### Source data ###

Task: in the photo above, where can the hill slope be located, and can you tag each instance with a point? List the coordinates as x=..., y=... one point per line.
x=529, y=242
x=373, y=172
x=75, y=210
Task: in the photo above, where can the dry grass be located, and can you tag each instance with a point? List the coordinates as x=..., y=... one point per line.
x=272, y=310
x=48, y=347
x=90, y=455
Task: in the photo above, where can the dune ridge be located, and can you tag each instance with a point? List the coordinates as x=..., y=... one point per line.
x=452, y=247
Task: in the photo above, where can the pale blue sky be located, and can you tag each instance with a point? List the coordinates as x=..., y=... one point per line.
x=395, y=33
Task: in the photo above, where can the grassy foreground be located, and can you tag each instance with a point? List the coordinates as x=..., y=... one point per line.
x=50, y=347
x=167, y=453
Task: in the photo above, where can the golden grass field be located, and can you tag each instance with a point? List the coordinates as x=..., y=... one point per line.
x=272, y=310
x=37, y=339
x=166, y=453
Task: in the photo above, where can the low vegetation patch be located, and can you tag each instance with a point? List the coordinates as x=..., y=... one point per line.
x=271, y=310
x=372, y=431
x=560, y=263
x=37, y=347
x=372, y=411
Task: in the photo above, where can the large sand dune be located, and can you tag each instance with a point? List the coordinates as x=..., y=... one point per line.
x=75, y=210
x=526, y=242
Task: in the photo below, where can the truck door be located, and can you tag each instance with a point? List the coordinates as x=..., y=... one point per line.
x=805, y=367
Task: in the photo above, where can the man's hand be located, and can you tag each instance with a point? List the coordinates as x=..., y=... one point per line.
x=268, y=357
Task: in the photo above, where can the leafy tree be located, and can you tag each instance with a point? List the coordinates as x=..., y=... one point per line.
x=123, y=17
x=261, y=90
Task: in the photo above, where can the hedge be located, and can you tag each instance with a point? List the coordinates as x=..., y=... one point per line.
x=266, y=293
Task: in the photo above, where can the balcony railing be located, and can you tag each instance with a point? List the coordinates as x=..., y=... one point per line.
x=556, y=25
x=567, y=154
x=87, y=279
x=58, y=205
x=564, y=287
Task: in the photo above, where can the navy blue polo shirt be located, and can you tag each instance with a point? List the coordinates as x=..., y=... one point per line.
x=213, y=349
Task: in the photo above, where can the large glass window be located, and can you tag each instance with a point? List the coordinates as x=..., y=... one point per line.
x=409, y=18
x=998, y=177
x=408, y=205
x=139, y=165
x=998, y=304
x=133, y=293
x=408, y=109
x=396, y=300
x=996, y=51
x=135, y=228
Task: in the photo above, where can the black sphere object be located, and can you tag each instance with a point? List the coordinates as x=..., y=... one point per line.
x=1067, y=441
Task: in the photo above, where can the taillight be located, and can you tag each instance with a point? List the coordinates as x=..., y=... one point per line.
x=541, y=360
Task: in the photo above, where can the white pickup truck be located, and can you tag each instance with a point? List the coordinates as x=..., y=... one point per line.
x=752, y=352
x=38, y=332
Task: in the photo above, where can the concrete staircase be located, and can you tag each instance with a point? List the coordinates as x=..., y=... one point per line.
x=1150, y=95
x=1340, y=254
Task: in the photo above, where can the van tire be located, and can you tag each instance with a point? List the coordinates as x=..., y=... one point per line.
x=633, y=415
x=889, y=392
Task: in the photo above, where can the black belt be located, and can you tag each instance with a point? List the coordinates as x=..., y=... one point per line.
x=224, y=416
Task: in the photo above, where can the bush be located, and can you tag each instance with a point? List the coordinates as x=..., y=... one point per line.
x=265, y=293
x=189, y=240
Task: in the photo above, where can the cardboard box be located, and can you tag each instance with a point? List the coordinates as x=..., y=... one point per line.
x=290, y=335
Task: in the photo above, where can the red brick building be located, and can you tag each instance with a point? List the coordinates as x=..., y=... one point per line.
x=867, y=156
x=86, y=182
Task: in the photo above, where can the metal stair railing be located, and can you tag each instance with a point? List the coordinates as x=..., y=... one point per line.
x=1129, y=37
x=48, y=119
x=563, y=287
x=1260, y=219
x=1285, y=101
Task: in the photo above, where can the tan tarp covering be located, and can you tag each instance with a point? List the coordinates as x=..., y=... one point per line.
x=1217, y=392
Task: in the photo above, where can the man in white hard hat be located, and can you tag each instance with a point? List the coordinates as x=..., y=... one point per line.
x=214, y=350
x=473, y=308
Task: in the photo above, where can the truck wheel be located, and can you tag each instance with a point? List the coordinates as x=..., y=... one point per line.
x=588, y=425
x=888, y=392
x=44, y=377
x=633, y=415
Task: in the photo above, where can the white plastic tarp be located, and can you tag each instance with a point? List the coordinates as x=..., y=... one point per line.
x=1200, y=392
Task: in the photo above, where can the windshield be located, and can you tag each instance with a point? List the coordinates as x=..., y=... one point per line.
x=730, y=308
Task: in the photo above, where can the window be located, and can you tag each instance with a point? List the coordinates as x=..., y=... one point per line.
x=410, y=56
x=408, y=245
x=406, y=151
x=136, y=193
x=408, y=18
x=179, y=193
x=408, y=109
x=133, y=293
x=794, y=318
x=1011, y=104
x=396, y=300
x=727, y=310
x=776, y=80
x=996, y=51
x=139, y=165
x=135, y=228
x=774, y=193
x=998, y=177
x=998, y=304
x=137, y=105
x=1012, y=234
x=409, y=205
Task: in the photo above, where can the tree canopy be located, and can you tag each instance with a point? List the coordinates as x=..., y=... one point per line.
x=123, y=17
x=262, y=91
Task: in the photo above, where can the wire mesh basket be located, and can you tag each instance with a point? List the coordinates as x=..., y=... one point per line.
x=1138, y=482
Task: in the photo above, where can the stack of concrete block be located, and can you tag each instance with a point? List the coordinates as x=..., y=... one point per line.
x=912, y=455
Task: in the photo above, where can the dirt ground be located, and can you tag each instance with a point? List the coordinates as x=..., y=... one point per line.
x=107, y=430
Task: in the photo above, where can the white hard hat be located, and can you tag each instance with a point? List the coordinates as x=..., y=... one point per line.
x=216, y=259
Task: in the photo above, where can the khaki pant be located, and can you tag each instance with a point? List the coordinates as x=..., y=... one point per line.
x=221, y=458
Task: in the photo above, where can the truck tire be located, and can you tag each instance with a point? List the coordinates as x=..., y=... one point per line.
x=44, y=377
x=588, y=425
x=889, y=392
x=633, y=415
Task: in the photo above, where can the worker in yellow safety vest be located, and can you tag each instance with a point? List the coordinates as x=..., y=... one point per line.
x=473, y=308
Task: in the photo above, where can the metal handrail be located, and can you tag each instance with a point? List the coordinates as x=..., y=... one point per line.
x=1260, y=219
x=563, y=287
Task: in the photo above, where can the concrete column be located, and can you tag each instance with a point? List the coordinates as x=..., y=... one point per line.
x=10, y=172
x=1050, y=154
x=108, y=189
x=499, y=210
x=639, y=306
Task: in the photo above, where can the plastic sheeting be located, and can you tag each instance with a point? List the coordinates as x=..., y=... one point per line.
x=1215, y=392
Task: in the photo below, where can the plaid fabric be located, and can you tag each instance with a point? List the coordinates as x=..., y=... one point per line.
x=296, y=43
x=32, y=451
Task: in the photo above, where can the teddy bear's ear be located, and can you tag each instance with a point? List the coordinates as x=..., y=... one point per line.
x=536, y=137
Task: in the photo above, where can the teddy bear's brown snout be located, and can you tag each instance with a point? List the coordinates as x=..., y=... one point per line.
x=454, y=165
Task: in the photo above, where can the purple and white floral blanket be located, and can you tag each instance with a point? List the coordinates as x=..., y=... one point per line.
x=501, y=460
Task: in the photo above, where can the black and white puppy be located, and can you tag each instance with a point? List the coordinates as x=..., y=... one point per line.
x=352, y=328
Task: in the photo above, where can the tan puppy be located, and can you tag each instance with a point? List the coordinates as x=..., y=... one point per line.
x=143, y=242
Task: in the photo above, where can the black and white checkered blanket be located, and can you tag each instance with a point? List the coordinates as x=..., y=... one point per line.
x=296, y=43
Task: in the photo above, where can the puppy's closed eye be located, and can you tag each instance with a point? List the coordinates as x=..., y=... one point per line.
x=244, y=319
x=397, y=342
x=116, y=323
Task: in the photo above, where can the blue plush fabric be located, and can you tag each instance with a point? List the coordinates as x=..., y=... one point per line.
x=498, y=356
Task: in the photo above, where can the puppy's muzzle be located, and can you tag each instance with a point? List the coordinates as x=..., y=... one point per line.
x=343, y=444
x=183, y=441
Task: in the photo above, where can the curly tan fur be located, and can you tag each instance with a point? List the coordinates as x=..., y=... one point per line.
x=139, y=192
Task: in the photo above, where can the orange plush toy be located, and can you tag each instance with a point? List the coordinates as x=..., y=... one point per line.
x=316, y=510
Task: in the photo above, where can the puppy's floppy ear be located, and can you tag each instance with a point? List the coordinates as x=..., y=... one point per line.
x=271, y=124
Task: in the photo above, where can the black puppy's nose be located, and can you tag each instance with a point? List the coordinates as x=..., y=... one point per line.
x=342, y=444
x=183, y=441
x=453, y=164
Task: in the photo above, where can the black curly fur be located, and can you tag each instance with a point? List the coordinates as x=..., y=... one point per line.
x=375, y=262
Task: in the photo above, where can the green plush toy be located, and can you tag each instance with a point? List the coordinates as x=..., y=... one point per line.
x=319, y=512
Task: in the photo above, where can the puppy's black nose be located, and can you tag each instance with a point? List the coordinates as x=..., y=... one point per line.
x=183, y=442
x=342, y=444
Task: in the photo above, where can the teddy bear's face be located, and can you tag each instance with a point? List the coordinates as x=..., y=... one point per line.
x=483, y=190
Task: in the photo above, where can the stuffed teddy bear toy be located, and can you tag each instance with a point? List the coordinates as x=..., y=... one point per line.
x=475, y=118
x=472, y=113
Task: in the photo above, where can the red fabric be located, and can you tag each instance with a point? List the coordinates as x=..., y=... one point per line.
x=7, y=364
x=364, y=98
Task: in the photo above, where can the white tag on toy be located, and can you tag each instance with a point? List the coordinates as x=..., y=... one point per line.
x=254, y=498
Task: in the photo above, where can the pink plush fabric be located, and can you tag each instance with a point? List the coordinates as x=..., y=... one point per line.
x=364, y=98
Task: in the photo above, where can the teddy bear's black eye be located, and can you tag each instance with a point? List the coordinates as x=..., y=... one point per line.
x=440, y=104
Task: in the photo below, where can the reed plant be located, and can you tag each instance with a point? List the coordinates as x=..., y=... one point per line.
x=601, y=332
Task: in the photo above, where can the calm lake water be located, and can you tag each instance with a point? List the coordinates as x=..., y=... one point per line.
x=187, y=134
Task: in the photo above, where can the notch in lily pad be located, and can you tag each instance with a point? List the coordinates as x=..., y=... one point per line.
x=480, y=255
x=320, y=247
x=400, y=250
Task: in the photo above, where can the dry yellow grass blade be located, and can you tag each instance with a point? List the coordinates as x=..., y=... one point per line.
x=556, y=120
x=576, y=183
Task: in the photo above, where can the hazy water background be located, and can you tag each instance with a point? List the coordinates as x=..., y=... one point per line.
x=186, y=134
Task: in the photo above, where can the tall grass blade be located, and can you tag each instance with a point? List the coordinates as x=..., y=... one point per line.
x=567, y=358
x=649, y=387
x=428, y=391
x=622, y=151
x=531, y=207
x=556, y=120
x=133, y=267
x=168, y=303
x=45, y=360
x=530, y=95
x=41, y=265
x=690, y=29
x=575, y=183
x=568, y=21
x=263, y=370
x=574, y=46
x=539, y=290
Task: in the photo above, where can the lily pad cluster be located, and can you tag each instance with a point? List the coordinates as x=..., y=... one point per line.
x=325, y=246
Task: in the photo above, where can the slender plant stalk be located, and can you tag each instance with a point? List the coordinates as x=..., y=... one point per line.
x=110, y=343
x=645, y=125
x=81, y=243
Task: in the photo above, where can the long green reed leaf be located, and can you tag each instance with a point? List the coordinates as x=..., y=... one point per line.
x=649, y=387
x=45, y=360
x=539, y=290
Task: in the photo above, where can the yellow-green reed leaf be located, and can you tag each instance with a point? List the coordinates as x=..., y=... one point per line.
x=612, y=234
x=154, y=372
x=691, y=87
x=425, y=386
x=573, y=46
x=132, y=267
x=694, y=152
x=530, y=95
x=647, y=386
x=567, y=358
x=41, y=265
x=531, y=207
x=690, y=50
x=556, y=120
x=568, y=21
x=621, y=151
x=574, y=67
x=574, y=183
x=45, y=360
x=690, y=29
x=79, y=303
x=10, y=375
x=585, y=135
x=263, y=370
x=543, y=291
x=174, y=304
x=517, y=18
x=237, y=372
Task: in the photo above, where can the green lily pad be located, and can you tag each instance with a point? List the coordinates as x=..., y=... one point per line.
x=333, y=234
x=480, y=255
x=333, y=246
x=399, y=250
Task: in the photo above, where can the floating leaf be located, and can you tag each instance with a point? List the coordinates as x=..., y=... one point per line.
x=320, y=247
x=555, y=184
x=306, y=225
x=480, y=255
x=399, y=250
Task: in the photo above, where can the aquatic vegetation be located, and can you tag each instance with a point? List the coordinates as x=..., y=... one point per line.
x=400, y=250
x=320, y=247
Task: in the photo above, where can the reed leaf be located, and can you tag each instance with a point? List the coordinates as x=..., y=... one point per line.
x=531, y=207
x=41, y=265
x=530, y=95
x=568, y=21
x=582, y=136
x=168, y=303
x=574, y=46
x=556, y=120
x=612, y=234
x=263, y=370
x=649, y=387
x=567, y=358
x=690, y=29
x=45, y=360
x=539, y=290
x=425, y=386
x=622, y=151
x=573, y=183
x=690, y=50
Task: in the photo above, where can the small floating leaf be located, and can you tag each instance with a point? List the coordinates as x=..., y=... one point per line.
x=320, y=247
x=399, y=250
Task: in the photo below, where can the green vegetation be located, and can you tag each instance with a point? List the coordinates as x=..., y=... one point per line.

###

- [Set exercise]:
Add 22 to every coordinate in the answers, and write out again only the records above starting with the line that contains "Task: in the photo above, where can the tan puppy" and going on through the line that contains "x=143, y=242". Keep the request lines in the output.

- [Response to this task]:
Task: in the photo above, where can the tan puppy be located, and can you tag each instance with a point? List the coordinates as x=..., y=... one point per line.
x=165, y=264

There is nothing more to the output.